*CONSIGNE*: Rédigez la suite du texte sur le personnage de Thôgô-Gnini en partant de sa dernière phrase.

*TEXTE FOURNI*:
⟨

Ainsi « Thôgô-Gnini » est-il Celui-qui-cherche-un-nom ou son nom. Le nom en Afrique ayant des référents ethniques, religieux et historiques, il est aisé de penser que dans ce contexte, il signifie Prestige, Notoriété et surtout Identité. Enfin l'expression « Thôgô-gnini » « absorbée » par certaines langues ivoiriennes signifie Délateur, quelqu'un qui s'intéresse au Nom d'autrui uniquement pour en ternir le prestige par la délation ; c'est une sorte de cannibalisme du Nom où l'on renforce son propre prestige en « mangeant » le Nom des autres par la délation.

 Thôgô-Gnini, suivant les circonstances, peut passer de Celui-qui-a-perdu-son-nom au Chercheur-de-notoriété ou au Délateur. À ce titre, il se définit d’abord par son identité perdue, par le manque. Thôgô-Gnini refuse son nom, son identité négro-africaine pour se forger un autre nom : Monsieur ! Au moment où commence la pièce, le personnage est déjà « Thôgô-Gnini », mais c'est à travers le Rêve que la perte du nom est consommée et que Thôgô-Gnini devient Monsieur Thôgô-Gnini. Pour lui ce n'est pas un titre, c'est un nom qui représente le prestige, la notoriété et surtout la civilisation. Aussi exige-t-il des autres qu'ils en tiennent compte !

⟩

*DONNÉES SOURCES*:
⟨

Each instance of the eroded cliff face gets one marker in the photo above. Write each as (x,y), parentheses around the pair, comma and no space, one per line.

⟩

*RÉPONSE ATTENDUE*:
Ce Nom, il ne le doit à personne, il se l'est fait tout seul ! À la force du poignet ! Un nom qui a l'infini mérite de lui donner la grisante sensation d'être au-dessus des siens dans la mesure où il le rapproche du Blanc. Malheureusement, les siens lui refusent ce regard admiratif et déifiant qu'il se croit en toute bonne conscience en droit d'attendre d'eux. Le Nom dès lors devient aliénant puisqu'il n'est reconnu par personne d'autre que lui ; pour les autres, il demeure Celui-qui-a-perdu-son-nom.

C’est pour cela surtout, que, nié par le regard Noir, il va se tourner vers le Blanc qui nécessairement lui renverra la prestigieuse image qu'il a de lui-même.

Résumé de l'œuvre et personnages principaux

Le résumé de l'œuvre

Au milieu du XIXe siècle, un traitant blanc et son acolyte débarquent sur l’une des côtes occidentales afin d’établir des liens commerciaux avec les autochtones. Thôgô-Gnini, le porte-canne du roi, devient leur auxiliaire et s’enrichit grâce aux liens commerciaux qu’il réussit à tisser pour son propre compte personnel avec l’Europe.

Un matin, N’Zékou, un petit planteur, pénètre chez Thôgô-Gnini, il vient réclamer une dette de vingt fûts d’huile de palme. Dans un premier temps, Thôgô-Gnini feint l’oubli, mais une fois la reconnaissance de dette arrachée puis déchirée, il reconnaît les faits. N’Zékou dévient alors menaçant et Thôgô-Gnini appelle ses serviteurs à son secours. N’Zékou est arrêté.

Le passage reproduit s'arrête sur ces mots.